• [Do this]: Gather each line of the entries below that contains the string "blurred", and copy it unchanged. Case counts.

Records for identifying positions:
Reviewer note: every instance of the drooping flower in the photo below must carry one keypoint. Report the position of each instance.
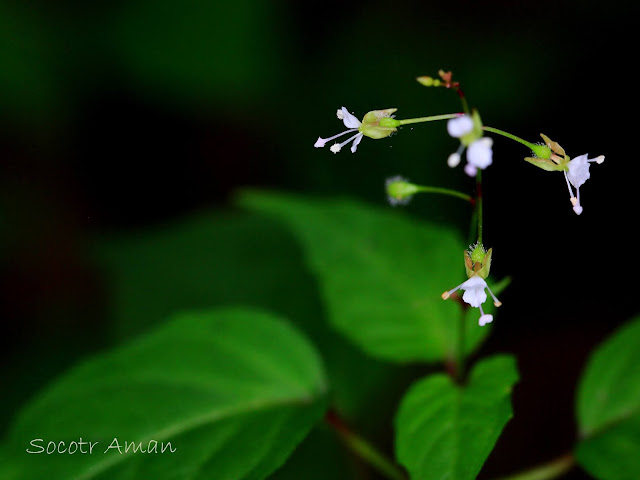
(352, 124)
(575, 171)
(375, 124)
(576, 174)
(399, 190)
(479, 149)
(477, 265)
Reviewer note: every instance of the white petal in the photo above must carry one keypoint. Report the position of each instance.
(349, 120)
(321, 142)
(480, 154)
(459, 126)
(453, 160)
(578, 170)
(357, 140)
(470, 170)
(474, 293)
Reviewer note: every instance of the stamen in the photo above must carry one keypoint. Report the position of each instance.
(321, 142)
(446, 295)
(496, 302)
(571, 197)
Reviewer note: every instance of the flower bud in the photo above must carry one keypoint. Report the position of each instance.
(427, 81)
(550, 156)
(475, 133)
(399, 190)
(477, 261)
(379, 123)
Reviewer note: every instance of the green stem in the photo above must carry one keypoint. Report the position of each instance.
(433, 118)
(547, 471)
(508, 135)
(444, 191)
(365, 450)
(479, 203)
(460, 360)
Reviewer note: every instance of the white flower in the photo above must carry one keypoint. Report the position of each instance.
(352, 124)
(479, 152)
(577, 174)
(475, 296)
(453, 160)
(460, 126)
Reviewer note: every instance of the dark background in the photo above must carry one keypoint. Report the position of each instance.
(125, 115)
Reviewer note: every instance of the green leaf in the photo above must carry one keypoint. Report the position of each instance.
(608, 407)
(233, 391)
(238, 258)
(29, 89)
(445, 431)
(382, 274)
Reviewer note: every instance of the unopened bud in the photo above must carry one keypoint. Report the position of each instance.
(379, 123)
(399, 190)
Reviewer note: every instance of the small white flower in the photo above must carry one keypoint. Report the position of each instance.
(352, 124)
(577, 174)
(453, 160)
(475, 296)
(480, 154)
(460, 126)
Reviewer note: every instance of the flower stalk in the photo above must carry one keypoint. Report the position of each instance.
(363, 449)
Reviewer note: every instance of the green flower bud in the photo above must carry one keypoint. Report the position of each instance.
(550, 156)
(426, 81)
(477, 261)
(379, 124)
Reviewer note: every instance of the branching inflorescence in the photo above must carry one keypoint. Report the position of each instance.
(466, 126)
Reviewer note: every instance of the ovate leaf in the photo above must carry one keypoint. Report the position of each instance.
(233, 391)
(445, 431)
(608, 407)
(382, 274)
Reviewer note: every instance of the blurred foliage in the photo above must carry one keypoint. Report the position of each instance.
(131, 115)
(381, 274)
(233, 391)
(445, 430)
(608, 407)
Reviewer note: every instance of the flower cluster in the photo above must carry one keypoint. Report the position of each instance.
(479, 148)
(477, 264)
(376, 124)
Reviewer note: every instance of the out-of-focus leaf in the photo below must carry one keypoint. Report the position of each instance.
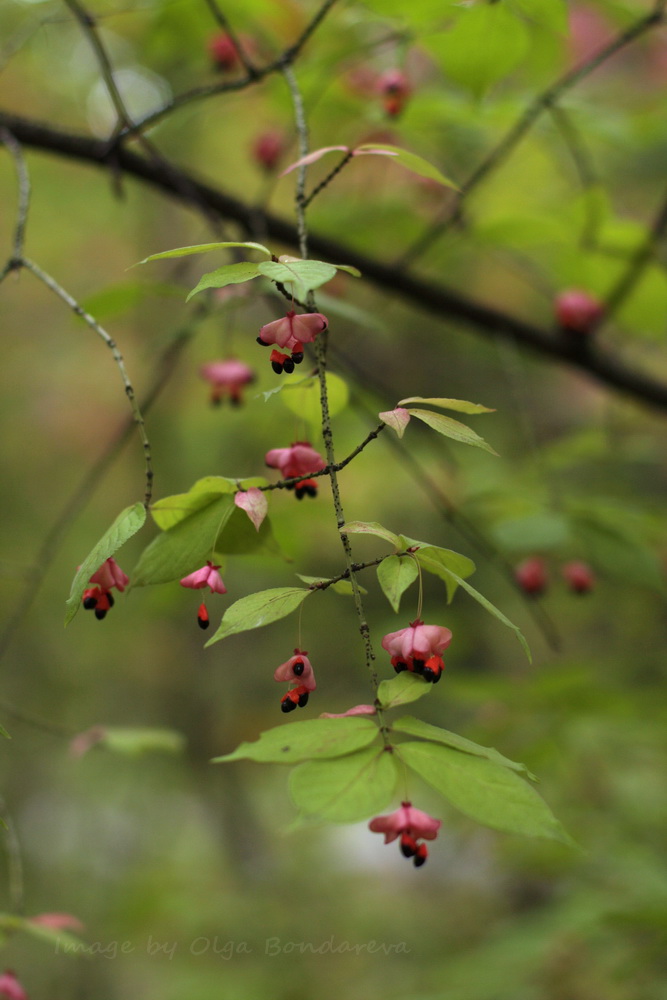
(307, 740)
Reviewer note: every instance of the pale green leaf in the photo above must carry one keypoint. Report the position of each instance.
(126, 524)
(484, 790)
(185, 547)
(371, 528)
(341, 586)
(346, 789)
(460, 405)
(395, 574)
(402, 689)
(302, 397)
(259, 609)
(307, 740)
(229, 274)
(485, 44)
(134, 742)
(203, 248)
(415, 727)
(491, 608)
(450, 428)
(398, 419)
(417, 164)
(305, 275)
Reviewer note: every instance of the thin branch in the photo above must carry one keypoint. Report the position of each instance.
(286, 58)
(547, 99)
(442, 302)
(14, 148)
(327, 433)
(118, 358)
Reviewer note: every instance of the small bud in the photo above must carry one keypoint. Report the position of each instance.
(202, 616)
(577, 311)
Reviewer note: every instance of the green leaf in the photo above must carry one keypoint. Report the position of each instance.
(441, 562)
(395, 574)
(371, 528)
(417, 164)
(259, 609)
(485, 791)
(126, 524)
(229, 274)
(305, 275)
(134, 742)
(64, 940)
(415, 727)
(203, 248)
(302, 397)
(460, 405)
(402, 689)
(185, 547)
(484, 45)
(492, 609)
(533, 533)
(347, 789)
(450, 428)
(308, 740)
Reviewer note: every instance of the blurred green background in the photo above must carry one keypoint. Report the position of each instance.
(192, 867)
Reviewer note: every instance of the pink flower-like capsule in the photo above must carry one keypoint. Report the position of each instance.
(531, 575)
(223, 52)
(291, 333)
(577, 311)
(411, 825)
(10, 987)
(207, 576)
(227, 377)
(110, 575)
(418, 648)
(268, 149)
(300, 459)
(579, 576)
(395, 89)
(297, 670)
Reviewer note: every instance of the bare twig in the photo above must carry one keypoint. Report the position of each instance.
(547, 99)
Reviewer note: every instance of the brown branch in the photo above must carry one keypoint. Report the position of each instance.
(543, 102)
(443, 302)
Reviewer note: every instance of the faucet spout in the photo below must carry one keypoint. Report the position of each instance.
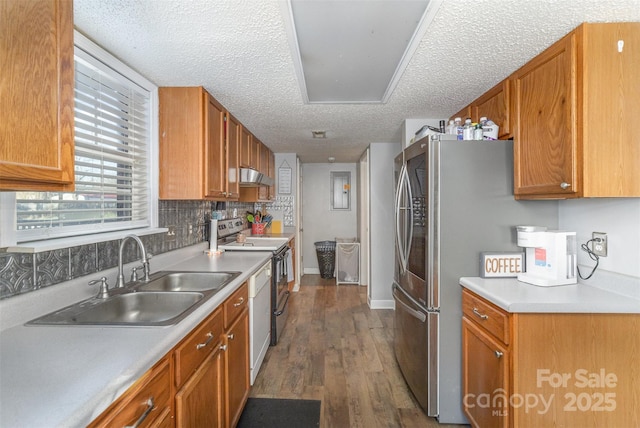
(145, 260)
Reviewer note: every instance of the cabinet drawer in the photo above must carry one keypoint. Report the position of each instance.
(197, 346)
(487, 315)
(235, 304)
(151, 391)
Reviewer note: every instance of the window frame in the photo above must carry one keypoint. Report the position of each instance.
(9, 236)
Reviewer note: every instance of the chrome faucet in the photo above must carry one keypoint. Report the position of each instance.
(145, 260)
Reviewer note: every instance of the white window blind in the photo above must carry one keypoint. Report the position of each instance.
(112, 168)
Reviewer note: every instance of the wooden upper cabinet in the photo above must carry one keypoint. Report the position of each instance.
(254, 155)
(494, 105)
(194, 155)
(215, 147)
(545, 153)
(572, 110)
(182, 149)
(463, 114)
(36, 95)
(263, 165)
(233, 156)
(246, 140)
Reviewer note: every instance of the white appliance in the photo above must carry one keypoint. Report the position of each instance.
(281, 266)
(259, 317)
(551, 256)
(454, 200)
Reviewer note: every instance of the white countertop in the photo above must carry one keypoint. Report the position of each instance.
(515, 296)
(65, 376)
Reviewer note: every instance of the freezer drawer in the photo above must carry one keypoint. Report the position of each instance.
(415, 345)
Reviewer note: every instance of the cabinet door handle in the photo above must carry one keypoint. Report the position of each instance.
(479, 315)
(150, 407)
(204, 344)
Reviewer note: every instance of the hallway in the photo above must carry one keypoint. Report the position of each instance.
(336, 350)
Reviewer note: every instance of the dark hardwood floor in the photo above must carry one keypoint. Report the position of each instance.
(335, 349)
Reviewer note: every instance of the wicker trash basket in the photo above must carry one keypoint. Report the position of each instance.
(326, 252)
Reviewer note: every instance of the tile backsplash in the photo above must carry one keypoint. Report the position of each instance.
(22, 273)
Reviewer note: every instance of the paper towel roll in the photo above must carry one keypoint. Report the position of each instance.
(213, 236)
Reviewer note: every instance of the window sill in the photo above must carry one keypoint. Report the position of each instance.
(75, 241)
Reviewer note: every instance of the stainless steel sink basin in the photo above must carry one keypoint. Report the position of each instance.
(188, 281)
(139, 308)
(165, 300)
(132, 308)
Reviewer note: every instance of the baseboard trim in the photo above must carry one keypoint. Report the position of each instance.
(381, 304)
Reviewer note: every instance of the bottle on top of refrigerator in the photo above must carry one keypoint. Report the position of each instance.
(467, 130)
(451, 128)
(458, 123)
(477, 132)
(490, 130)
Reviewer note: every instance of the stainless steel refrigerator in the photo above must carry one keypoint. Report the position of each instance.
(454, 200)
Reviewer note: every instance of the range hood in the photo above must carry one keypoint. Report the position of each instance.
(251, 178)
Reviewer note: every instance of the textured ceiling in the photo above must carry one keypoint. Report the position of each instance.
(238, 50)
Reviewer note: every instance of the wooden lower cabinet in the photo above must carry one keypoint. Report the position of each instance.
(202, 382)
(200, 403)
(236, 339)
(147, 403)
(199, 368)
(481, 350)
(551, 369)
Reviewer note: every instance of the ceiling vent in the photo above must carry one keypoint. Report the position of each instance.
(354, 52)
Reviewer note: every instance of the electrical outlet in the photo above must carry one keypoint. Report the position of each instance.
(171, 234)
(599, 244)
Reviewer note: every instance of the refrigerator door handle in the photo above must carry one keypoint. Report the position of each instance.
(416, 314)
(401, 238)
(409, 219)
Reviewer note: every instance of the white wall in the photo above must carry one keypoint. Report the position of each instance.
(381, 228)
(619, 218)
(320, 222)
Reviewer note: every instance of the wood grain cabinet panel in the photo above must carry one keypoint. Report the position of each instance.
(216, 149)
(237, 366)
(463, 114)
(200, 403)
(245, 147)
(485, 374)
(37, 95)
(233, 133)
(193, 349)
(572, 105)
(197, 146)
(148, 401)
(555, 369)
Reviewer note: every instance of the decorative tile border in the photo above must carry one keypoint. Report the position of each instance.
(22, 273)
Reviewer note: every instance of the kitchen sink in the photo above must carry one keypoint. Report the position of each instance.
(131, 308)
(139, 308)
(188, 281)
(165, 300)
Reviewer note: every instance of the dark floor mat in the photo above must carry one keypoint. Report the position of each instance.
(280, 413)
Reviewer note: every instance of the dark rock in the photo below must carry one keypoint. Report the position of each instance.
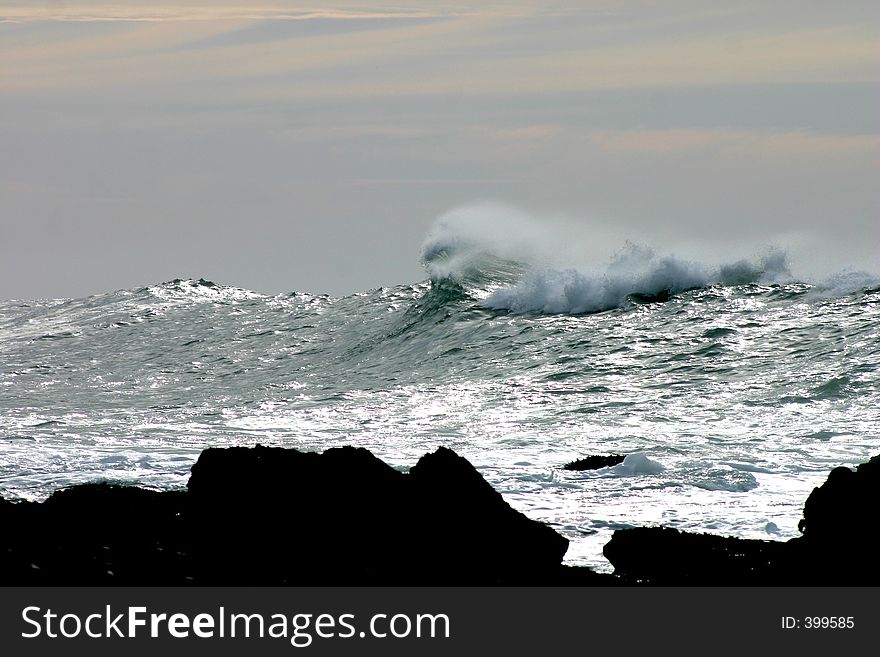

• [Exercise solution]:
Reviewer note: every instance of the blurred foliage in the photo above must carry one keypoint. Report the position of each instance.
Reviewer note: every instance of the blurred green background in the photo above must carry one keypoint. Report the position of each instance.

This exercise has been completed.